> **TO-DO LIST**
A – In the dynamic partitioning post below, why does the main proposal deliberately have few, if any, knobs and dials? Answer in one to three sentences.
B – Can you write the next part of the dynamic partitioning post below, picking up after its final sentence?

> **EXTRACT TO READ**
────────
Skip site navigation (1) Skip section navigation (2)

Re: Dynamic Partitioning using Segment Visibility Maps

From: Markus Schiltknecht <markus(at)bluegap(dot)ch>
To: Simon Riggs <simon(at)2ndquadrant(dot)com>
Cc: Robert Treat <xzilla(at)users(dot)sourceforge(dot)net>, pgsql-hackers(at)postgresql(dot)org, Andrew Sullivan <ajs(at)crankycanuck(dot)ca>
Subject: Re: Dynamic Partitioning using Segment Visibility Maps
Date: 2008-01-05 15:42:28
Message-ID: 477FA564.9010704@bluegap.ch (view raw or flat)
Thread:
Lists: pgsql-hackers
Hi,

Simon Riggs wrote:
 > On Fri, 2008-01-04 at 22:26 +0100, Markus Schiltknecht wrote:
 >
 >> I'm still puzzled about how a DBA is expected to figure out which
 >> segments to mark. Simon, are you assuming we are going to pass on
 >> segment numbers to the DBA one day?
 >
 > No Way!

Ah, I'm glad ;-)

Simon Riggs wrote:
> Skepticism is OK, but I'd like to get your detailed thoughts on this.
> I've been an advocate of the multi-tables approach now for many years,
> so I don't expect everybody to switch their beliefs on my say-so
> overnight. Let me make a few more comments in this area:

I've so far always thought about some sort of multi-relations approach 
for partitioning, yes. Let's see if I can get my mind around 
single-table partitioning.

> The main proposal deliberately has few, if any, knobs and dials. That's
> a point of philosophy that I've had views on previously: my normal
> stance is that we need some knobs to allow the database to be tuned to
> individual circumstances.
> 
> In this case, partitioning is way too complex to administer effectively
> and requires application changes that make it impossible to use for
> packaged applications. The latest Oracle TPC-H benchmark uses 10 pages
> of DDL to set it up and if I can find a way to avoid that, I'd recommend
> it to all. I do still want some knobs and dials, just not 10 pages
> worth, though I'd like yours and others' guidance on what those should
> be. Oracle have been responding to feedback with their new interval
> partitioning, but its still a multi-table approach in essence.
────────
Entries from a data source
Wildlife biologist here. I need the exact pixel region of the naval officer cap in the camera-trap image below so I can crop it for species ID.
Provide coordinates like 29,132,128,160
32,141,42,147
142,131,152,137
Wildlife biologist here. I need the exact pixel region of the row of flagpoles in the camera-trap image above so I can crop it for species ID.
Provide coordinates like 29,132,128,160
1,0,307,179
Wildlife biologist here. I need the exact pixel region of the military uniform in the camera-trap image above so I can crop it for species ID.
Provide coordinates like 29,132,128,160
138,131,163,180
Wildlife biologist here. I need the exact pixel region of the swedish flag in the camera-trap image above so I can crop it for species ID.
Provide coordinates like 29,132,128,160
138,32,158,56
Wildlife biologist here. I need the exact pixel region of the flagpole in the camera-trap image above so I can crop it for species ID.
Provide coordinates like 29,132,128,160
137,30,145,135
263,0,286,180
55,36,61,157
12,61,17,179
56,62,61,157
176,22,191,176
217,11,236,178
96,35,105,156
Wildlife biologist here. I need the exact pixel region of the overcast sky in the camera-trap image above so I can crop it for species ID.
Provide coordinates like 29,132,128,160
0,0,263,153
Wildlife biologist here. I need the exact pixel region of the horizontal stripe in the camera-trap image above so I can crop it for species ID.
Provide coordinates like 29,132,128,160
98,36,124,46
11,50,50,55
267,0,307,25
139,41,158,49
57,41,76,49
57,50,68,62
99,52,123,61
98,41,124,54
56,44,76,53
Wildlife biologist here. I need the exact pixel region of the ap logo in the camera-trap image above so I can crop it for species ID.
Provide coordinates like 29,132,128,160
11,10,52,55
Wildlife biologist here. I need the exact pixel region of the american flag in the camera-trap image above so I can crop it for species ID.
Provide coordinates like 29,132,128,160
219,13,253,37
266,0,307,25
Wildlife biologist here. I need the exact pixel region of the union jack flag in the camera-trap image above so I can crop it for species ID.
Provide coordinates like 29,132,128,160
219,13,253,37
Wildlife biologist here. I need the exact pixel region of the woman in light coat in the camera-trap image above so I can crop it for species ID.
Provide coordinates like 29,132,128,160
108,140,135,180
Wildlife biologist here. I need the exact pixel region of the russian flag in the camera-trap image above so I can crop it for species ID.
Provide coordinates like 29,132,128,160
────────
> **TASK ANSWERS**
A – The proposal has few knobs because partitioning is too complex to administer effectively. It also requires application changes that make it impossible to use for packaged applications. As an example, the latest Oracle TPC-H benchmark needs 10 pages of DDL to set up partitioning.

B –
I can absolutely support your efforts to minimize knobs and 
configuration DDL. However, my current feeling is, that segments based 
partitioning complicates things, because the DBA doesn't have tools and 
commands to handle segments.

To satisfy all the different requirements of partitioning with segments 
based partitioning, we'd have to allow a table to span multiple table 
spaces. I'm not very keen on going that way.

However, what I certainly like is the automated split point definition. 
Instead of having to create tables by hand and "linking" them via 
inheritance and constraint exclusion, I have something very similar in 
mind, like what you proposed for marking read-only segments. Something like:

   SPLIT TABLE customers AT cust_name > 'n';

or:

   SPLIT TABLE inventory AT inv_id % 4 >= 2;

In my imagination, this should automatically create the underlying 
relations, i.e.:

   NOTICE: relations inventory__l and inventory__r have been created.

That way, the DBA could then handle those like normal relations, 
querying them or moving them to different table spaces like all other 
normal relations.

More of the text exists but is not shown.